━━━ Supplied text ━━━

Can a parent love too much? Or is too much never enough?
Synopsis (from back of book):
Anna is not sick, but she might as well be. By age thirteen, she has undergone countless surgeries, transfusions, and shots so that her older sister, Kate, can somehow fight the leukemia that has plagued her since childhood. The product of preimplantation genetic diagnosis, Anna was conceived as a bone marrow match for Kate-a life and role that she has never challenged...until now. Like most teenagers, she has always been defined in terms of her sister-and so Anna makes a decision that for most would be unthinkable, a decision that will tear her family apart and have perhaps fatal consequences for the sister she loves. A provocative novel that raises some important ethical issues, My Sister's Keeper is the story of one family's struggle for survival at all human costs and a stunning moral parable for all time.
Description in one word: AMAZING.
I was recommended this book by several people, and I heard that it was really good, and I DEFINITELY agree. It brings up serious ethical issues that really shouldn't be ignored at any costs. It's one of the most realistic fiction books that I've ever read. What Brian, Sara, Jesse, Kate, and Anna Fitzgerald go through is very tragic, and I know that this sounds corny, but I felt so much what they were feeling, that at one point while reading the book I started crying.
My Sister's Keeper was most definitely a clever idea for a book. There may not have been any case extremely alike in real life, but I know that there has been some that are remotely similar, and after reading this book, I had an idea of how the family felt. This book brings up how a donor that is not in control of her medical decisions takes on the real world to free herself from her parents' grasp.
Jodi Picoult did a wonderful job writing a novel about a sibling relationship, and how far somebody will go to keep the other alive, no matter the circumstances.
I would recommend this book to ANYBODY looking for a good read.

━━━

Exercise requirements: Reproduce the book review above in full, word for word, before the items.

━━━ Extracted data ━━━

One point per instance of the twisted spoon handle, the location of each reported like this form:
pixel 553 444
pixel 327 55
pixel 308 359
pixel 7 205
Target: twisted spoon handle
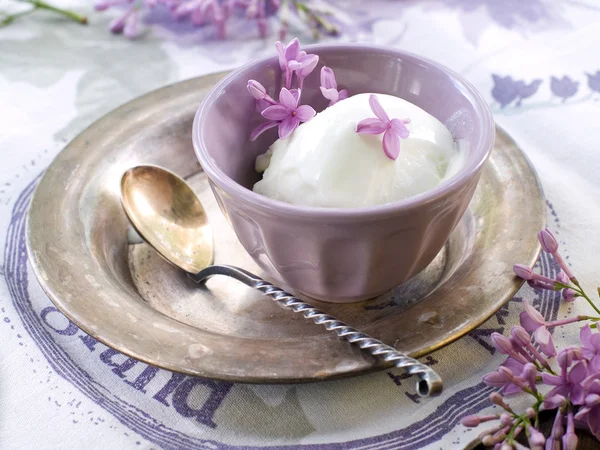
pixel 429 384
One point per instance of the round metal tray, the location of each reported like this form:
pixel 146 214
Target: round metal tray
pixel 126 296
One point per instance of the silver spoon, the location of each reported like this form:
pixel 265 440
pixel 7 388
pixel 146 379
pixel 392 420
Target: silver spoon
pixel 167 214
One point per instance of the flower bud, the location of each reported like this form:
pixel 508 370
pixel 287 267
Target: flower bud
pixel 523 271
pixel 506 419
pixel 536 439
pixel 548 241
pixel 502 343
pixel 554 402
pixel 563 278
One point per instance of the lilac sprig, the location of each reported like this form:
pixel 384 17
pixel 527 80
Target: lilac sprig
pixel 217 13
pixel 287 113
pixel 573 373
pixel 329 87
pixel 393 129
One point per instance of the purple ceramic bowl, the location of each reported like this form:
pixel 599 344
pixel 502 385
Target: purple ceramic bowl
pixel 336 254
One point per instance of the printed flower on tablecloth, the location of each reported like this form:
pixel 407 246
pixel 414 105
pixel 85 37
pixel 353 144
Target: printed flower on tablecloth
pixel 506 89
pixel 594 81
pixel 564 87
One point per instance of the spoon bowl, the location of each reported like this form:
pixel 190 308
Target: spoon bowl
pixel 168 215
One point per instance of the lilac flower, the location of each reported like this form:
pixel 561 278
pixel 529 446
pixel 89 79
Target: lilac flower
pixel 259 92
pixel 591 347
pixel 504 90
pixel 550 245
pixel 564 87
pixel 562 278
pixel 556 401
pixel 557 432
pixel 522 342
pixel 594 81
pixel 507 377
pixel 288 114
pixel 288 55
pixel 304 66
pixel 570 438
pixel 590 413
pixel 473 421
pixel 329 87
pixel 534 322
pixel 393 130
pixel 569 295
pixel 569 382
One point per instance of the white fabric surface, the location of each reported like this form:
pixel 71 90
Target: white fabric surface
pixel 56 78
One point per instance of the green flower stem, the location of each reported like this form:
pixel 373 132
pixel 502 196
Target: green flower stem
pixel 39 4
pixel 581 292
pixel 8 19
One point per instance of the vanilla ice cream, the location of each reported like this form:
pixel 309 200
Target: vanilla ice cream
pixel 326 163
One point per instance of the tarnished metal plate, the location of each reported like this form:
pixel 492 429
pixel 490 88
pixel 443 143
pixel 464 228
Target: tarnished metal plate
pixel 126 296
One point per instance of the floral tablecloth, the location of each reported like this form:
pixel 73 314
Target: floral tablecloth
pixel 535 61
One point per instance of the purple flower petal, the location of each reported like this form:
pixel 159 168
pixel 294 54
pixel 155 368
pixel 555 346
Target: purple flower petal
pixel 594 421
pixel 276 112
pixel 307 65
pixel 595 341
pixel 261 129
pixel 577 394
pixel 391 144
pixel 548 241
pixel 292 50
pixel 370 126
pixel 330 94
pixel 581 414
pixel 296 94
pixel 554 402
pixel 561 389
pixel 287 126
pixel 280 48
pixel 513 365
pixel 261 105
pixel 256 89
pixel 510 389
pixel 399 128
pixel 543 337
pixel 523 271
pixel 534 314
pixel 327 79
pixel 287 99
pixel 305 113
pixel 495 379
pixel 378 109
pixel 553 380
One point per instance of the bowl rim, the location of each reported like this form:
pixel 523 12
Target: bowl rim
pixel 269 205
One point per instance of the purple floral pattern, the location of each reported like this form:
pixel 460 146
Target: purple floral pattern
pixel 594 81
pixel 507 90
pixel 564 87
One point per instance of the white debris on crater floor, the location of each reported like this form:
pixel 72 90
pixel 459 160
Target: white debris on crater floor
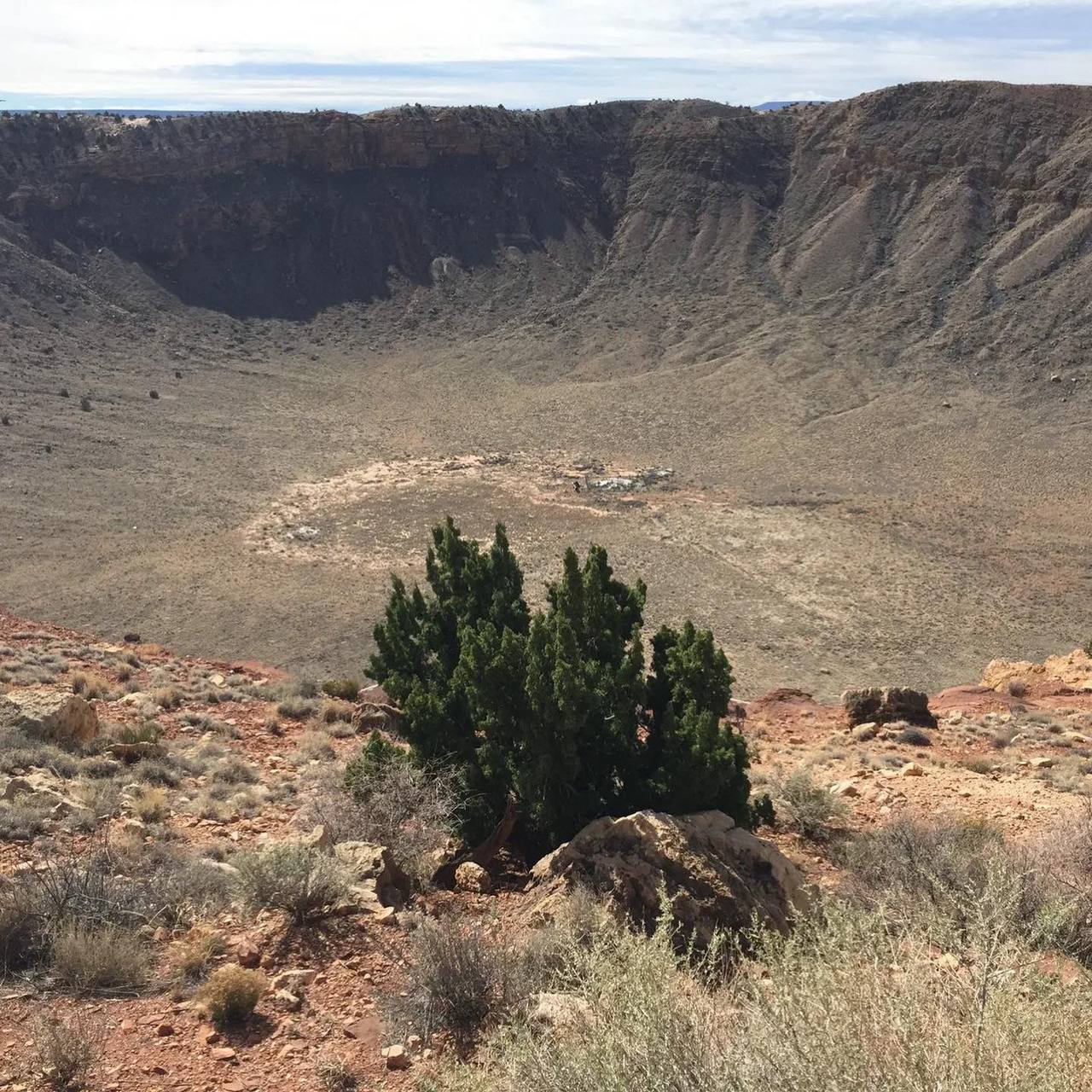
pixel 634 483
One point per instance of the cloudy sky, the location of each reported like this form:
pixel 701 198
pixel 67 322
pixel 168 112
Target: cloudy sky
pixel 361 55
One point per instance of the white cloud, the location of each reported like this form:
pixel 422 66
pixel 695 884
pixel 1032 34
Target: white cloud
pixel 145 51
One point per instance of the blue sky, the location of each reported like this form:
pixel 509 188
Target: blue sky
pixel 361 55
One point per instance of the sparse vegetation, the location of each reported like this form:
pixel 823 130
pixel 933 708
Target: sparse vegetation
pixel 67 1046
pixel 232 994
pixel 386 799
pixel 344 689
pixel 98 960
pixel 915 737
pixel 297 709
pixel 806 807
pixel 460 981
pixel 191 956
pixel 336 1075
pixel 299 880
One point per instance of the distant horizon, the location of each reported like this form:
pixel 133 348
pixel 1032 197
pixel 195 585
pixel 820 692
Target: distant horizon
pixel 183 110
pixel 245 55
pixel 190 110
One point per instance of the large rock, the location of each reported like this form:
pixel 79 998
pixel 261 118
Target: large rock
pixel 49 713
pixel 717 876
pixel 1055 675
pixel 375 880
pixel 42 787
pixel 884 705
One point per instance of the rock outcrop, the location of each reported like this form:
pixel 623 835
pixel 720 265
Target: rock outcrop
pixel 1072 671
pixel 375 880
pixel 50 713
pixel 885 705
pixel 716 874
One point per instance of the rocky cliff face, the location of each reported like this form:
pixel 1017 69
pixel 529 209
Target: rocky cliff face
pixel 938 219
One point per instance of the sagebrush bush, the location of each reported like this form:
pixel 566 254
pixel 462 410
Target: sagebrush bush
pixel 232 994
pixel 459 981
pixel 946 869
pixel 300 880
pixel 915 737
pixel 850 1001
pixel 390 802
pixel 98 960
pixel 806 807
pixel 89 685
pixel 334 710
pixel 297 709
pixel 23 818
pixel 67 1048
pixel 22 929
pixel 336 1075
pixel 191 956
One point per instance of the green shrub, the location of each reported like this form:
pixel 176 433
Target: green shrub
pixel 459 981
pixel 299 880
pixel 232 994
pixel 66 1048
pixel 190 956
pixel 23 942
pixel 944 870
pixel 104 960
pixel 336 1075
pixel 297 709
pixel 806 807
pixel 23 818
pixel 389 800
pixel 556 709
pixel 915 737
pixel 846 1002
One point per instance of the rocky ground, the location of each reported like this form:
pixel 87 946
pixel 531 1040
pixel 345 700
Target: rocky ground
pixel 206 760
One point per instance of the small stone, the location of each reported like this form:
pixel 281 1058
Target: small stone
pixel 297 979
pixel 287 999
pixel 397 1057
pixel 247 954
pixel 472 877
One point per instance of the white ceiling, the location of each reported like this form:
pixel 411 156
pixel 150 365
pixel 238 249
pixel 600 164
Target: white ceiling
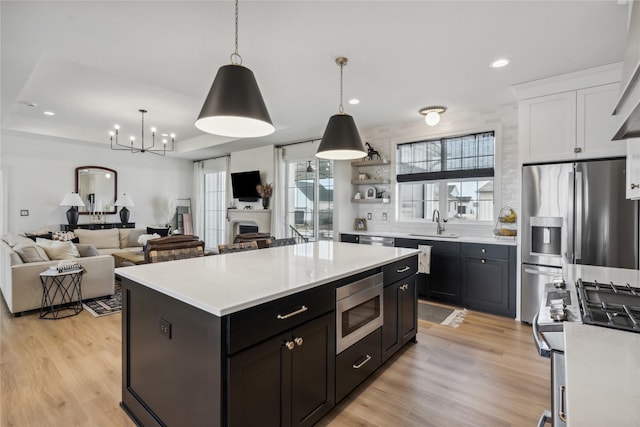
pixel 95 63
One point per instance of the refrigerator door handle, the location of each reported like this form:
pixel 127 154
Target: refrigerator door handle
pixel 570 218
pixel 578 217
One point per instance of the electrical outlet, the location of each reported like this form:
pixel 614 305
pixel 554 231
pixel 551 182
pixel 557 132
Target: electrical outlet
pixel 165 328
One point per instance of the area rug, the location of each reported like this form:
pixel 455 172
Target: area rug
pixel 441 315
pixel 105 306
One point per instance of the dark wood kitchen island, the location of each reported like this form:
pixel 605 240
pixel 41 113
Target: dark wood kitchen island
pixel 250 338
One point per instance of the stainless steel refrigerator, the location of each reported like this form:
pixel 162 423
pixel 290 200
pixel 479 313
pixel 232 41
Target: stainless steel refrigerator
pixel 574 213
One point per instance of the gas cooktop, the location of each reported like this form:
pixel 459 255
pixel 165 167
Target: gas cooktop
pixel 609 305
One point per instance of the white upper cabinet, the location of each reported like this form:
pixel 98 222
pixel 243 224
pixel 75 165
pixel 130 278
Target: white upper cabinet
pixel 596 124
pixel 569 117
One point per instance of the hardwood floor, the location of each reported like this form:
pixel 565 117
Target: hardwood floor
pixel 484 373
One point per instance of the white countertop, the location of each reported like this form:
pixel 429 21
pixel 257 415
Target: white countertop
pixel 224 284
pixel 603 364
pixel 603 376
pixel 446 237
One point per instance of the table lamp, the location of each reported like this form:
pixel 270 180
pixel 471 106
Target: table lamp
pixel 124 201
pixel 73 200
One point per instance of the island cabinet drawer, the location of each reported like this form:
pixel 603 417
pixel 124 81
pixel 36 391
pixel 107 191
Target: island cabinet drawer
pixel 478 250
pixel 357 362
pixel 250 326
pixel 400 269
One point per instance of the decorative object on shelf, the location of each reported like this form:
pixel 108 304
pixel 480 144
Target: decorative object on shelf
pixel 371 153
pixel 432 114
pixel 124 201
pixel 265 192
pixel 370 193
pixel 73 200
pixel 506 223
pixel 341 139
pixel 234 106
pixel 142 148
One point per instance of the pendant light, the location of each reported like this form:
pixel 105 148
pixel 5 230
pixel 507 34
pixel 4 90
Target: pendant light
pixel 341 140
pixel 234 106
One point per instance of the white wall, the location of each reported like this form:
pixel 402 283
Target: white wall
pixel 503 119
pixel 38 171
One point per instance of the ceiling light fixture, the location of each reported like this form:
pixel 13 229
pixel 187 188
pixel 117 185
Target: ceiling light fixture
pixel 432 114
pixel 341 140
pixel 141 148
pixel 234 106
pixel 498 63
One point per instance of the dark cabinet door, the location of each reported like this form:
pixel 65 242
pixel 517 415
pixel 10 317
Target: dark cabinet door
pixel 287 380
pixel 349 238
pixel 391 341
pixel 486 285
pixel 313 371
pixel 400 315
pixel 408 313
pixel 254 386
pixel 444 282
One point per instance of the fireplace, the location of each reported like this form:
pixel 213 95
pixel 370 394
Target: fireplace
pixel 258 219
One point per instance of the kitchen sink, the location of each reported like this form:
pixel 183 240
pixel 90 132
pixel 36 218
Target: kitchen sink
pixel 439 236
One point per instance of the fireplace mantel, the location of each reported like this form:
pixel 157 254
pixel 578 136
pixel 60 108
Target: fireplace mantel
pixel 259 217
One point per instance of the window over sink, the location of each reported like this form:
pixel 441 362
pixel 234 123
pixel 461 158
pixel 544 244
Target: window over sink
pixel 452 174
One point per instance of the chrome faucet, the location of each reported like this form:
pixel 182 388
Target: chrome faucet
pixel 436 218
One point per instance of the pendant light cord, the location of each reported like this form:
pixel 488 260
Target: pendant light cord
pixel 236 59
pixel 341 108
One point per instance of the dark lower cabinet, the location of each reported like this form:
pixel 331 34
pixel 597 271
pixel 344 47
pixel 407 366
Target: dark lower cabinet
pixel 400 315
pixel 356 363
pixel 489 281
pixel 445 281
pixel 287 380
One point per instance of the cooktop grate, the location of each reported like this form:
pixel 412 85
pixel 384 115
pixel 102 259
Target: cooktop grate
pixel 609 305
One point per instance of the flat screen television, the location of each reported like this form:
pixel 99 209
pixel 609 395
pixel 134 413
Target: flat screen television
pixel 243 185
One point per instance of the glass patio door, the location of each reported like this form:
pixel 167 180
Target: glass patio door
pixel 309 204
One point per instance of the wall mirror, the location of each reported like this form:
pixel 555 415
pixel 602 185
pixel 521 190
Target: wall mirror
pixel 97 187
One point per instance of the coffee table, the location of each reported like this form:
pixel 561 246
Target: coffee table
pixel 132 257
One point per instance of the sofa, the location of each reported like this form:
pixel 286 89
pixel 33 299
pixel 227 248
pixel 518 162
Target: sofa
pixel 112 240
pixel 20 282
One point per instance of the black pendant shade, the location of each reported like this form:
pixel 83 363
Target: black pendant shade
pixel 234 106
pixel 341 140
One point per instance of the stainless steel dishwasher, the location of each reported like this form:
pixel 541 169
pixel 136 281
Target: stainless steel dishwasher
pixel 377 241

━━━

Exercise answer:
Can a parent love too much? Or is too much never enough?
Synopsis (from back of book):
Anna is not sick, but she might as well be. By age thirteen, she has undergone countless surgeries, transfusions, and shots so that her older sister, Kate, can somehow fight the leukemia that has plagued her since childhood. The product of preimplantation genetic diagnosis, Anna was conceived as a bone marrow match for Kate-a life and role that she has never challenged...until now. Like most teenagers, she has always been defined in terms of her sister-and so Anna makes a decision that for most would be unthinkable, a decision that will tear her family apart and have perhaps fatal consequences for the sister she loves. A provocative novel that raises some important ethical issues, My Sister's Keeper is the story of one family's struggle for survival at all human costs and a stunning moral parable for all time.
Description in one word: AMAZING.
I was recommended this book by several people, and I heard that it was really good, and I DEFINITELY agree. It brings up serious ethical issues that really shouldn't be ignored at any costs. It's one of the most realistic fiction books that I've ever read. What Brian, Sara, Jesse, Kate, and Anna Fitzgerald go through is very tragic, and I know that this sounds corny, but I felt so much what they were feeling, that at one point while reading the book I started crying.
My Sister's Keeper was most definitely a clever idea for a book. There may not have been any case extremely alike in real life, but I know that there has been some that are remotely similar, and after reading this book, I had an idea of how the family felt. This book brings up how a donor that is not in control of her medical decisions takes on the real world to free herself from her parents' grasp.
Jodi Picoult did a wonderful job writing a novel about a sibling relationship, and how far somebody will go to keep the other alive, no matter the circumstances.
I would recommend this book to ANYBODY looking for a good read.